### EXTRAIT CHOISI
● ● ● ● ●

Archives de l'Aide-mémoire>Aide-mémoire n°93

Sur les traces de l’exil. Placer les enfants et les jeunes au cœur de la réflexion

Par Élodie Razy

Professeure d’anthropologie (LASC, IRSS-FaSS, ULiège1)

En Pays Soninké, au Mali, même les gens ne parlant pas français couramment connaissent le terme « exil » et l’utilisent, eux qui partent durant de longues années travailler loin de chez eux, loin des leurs, vers la France notamment où ils ont vécu – et vivent encore pour certains – dans des conditions misérables. Ils ont longtemps supporté cette situation car ils se regroupaient, par région, par village, dans un foyer ou un hangar de fortune, et savaient qu’ils contribuaient à l’amélioration de la situation de leur famille et de leur village en envoyant le fruit de leur travail (remesas) aux leurs et au sein de « caisses villageoises » pour développer leur région enclavée et délaissée par le pouvoir central. L’exil comme un accomplissement du devoir. Un terme du français d’Afrique donc, lourd des sacrifices consentis, d’une invisibilité insoutenable et des souffrances vécues pendant et après la colonisation, souvent en silence, jusqu’à la politisation de certains dans les années 1970, notamment contre les conditions de vie indignes et les « marchands de sommeil ».

● ● ● ● ●

### DONNÉES BRUTES
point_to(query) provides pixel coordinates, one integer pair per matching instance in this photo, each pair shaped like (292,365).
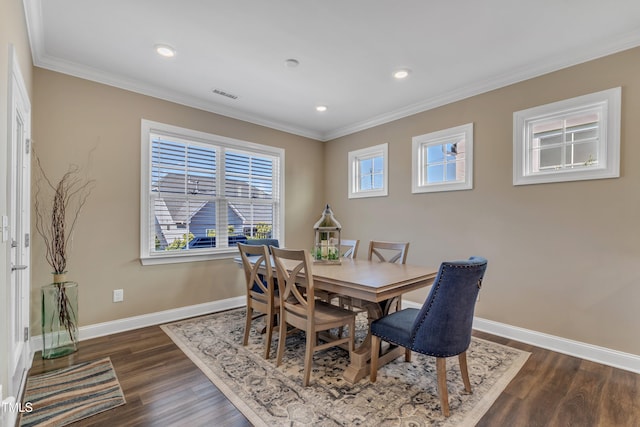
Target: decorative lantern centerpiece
(326,249)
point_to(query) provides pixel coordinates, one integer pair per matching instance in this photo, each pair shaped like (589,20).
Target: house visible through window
(443,160)
(368,172)
(204,193)
(569,140)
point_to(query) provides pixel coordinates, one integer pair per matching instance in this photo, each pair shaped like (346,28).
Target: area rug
(404,394)
(63,396)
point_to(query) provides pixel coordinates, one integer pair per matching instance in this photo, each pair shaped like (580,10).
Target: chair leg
(441,373)
(464,371)
(247,325)
(282,337)
(308,358)
(270,326)
(375,350)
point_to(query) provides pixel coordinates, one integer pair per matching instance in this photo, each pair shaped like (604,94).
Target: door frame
(19,175)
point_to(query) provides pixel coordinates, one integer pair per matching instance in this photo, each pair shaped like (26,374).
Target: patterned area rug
(70,394)
(405,394)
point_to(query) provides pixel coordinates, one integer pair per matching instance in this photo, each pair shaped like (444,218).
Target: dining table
(374,287)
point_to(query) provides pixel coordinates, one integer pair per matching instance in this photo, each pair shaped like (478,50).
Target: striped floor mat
(70,394)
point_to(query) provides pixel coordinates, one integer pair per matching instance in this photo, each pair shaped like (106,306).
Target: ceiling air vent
(223,93)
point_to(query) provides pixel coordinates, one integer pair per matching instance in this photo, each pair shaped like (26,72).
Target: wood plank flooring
(164,388)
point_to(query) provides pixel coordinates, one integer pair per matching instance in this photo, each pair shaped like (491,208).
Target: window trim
(609,101)
(438,138)
(354,157)
(147,257)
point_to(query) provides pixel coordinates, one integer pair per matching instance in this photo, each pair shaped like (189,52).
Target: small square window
(368,174)
(570,140)
(443,160)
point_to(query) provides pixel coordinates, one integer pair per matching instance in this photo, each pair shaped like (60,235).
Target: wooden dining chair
(349,248)
(441,328)
(300,309)
(262,295)
(395,252)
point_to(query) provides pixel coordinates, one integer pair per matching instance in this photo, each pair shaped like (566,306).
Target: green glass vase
(59,318)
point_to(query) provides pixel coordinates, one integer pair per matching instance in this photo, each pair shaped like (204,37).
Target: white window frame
(355,157)
(148,130)
(420,143)
(606,103)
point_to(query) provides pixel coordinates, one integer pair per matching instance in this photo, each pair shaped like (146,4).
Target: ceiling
(347,51)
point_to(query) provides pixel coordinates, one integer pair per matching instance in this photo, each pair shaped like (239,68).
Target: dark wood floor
(164,388)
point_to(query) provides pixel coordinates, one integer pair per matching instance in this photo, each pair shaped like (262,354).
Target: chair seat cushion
(396,327)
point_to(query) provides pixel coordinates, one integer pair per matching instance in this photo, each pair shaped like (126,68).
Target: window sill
(180,258)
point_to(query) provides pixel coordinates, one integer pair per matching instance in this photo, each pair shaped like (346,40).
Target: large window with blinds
(203,193)
(569,140)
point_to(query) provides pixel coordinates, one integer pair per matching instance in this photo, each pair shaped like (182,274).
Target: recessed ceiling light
(401,74)
(165,50)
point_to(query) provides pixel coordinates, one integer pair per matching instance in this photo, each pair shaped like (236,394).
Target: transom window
(569,140)
(368,172)
(442,160)
(204,193)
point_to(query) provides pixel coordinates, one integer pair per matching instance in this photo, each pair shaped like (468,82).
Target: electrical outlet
(118,295)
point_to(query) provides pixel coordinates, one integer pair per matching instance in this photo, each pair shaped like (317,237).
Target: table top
(370,280)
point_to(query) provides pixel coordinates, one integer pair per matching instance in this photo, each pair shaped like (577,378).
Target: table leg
(359,366)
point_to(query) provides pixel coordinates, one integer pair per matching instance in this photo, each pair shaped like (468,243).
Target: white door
(19,229)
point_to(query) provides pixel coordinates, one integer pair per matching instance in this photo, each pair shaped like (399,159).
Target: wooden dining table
(372,286)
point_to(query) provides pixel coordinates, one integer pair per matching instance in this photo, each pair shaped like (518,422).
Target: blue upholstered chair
(441,328)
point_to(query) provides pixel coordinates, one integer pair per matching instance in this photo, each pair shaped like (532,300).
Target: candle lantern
(326,248)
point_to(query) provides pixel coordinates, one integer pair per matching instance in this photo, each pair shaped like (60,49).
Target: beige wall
(13,32)
(74,116)
(563,257)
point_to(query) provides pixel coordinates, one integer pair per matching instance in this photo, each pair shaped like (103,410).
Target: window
(368,172)
(443,160)
(203,193)
(570,140)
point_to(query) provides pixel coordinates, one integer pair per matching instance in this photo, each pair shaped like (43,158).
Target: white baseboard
(135,322)
(606,356)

● ● ● ● ●

### ÉNONCÉ A
Reproduisez à l'identique tout ce qui va de « Sur les traces » jusqu'à « (LASC, IRSS-FaSS, ULiège1) » dans l'article sur l'exil.
### ÉNONCÉ B
Rassemblez toutes les lignes des enregistrements où figure le mot « ceiling ».
L'article sur l'exil et les enregistrements forment deux documents indépendants l'un de l'autre.

### CORRIGÉ COMPLET A
Sur les traces de l’exil. Placer les enfants et les jeunes au cœur de la réflexion

Par Élodie Razy

Professeure d’anthropologie (LASC, IRSS-FaSS, ULiège1)

### CORRIGÉ COMPLET B
Target: ceiling air vent
Target: ceiling
Target: recessed ceiling light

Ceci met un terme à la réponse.